• Exercise objective: Return the records that follow, matching each one exactly.

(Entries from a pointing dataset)

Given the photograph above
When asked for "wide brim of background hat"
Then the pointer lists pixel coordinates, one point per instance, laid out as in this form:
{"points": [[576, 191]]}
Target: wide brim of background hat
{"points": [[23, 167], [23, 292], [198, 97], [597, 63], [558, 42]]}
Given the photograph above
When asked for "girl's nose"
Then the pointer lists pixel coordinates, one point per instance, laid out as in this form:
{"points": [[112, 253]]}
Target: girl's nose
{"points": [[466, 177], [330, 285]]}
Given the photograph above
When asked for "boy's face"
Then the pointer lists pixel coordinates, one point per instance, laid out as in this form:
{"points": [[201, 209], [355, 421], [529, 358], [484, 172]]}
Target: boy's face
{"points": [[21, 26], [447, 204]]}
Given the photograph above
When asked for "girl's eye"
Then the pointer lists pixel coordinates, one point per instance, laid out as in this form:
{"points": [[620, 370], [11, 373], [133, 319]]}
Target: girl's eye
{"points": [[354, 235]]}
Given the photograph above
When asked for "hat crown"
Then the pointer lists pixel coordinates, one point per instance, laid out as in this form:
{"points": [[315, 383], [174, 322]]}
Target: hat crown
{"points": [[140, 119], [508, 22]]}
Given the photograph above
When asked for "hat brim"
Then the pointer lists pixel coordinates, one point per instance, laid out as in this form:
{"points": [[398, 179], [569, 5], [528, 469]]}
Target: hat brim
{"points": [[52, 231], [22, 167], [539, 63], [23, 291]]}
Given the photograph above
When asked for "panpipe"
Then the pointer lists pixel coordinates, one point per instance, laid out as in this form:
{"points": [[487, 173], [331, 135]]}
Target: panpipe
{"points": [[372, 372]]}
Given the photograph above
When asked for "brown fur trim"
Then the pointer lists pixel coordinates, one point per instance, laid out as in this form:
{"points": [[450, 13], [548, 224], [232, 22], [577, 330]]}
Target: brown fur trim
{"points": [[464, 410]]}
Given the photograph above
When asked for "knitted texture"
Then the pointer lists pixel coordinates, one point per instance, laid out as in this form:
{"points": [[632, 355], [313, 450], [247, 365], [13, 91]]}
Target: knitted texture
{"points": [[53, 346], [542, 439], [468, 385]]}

• Output:
Given the photograph above
When asked for "wide brim of background hat"
Then the pointer lists pixel coordinates, one point per instance, laid out as in this form:
{"points": [[576, 191]]}
Target: wide brim of background hat
{"points": [[23, 167], [23, 292], [198, 97], [597, 63], [558, 42]]}
Given the photograph above
When asked for "girl's nose"
Then the pointer lists pixel coordinates, one point per instance, laid out as in this form:
{"points": [[112, 253]]}
Target: girl's nose
{"points": [[466, 177], [330, 285]]}
Given the photograph above
When asked for "boy's face"
Then the pointer lists pixel coordinates, one point per instance, laid out as in this form:
{"points": [[201, 209], [355, 421], [529, 358], [484, 172]]}
Target: boy's face
{"points": [[21, 26], [447, 204]]}
Given the photograph above
When asked for "girl's eye"
Then the pointer lists pixel coordinates, one point per instance, laid out as in this form:
{"points": [[620, 370], [11, 373], [133, 319]]}
Target: girl's eye
{"points": [[354, 235]]}
Given the photograph above
When asked for "hat crown"
Then the pointer lists pixel coordinates, one point per instance, laid out as in this form:
{"points": [[315, 383], [174, 322]]}
Target: hat crown
{"points": [[140, 119], [508, 22]]}
Given the photograph above
When asked for "hat brim"
Then the pointer lists pixel coordinates, one point per instance, laid out as in this form:
{"points": [[398, 179], [569, 5], [528, 469]]}
Target: hat brim
{"points": [[52, 231], [22, 167], [539, 63], [23, 291]]}
Given the photograph above
When asked for "panpipe"
Then the pointer lists pixel coordinates, one point per instance, laid out as in this form:
{"points": [[487, 173], [331, 135]]}
Target: panpipe
{"points": [[372, 372]]}
Given the photograph above
When asked for "brown fur trim"
Then the pointer lists pixel coordinates, one point per instance, laid out as in this form:
{"points": [[450, 13], [548, 224], [232, 22], [577, 330]]}
Target: brown fur trim
{"points": [[464, 410]]}
Given the photograph above
When asked for "knitted texture"
Then the pointer lists pixel coordinates, one point per instance, laid out as in this form:
{"points": [[632, 355], [313, 450], [247, 365], [13, 91]]}
Target: knitted texture
{"points": [[53, 346], [542, 439], [468, 385]]}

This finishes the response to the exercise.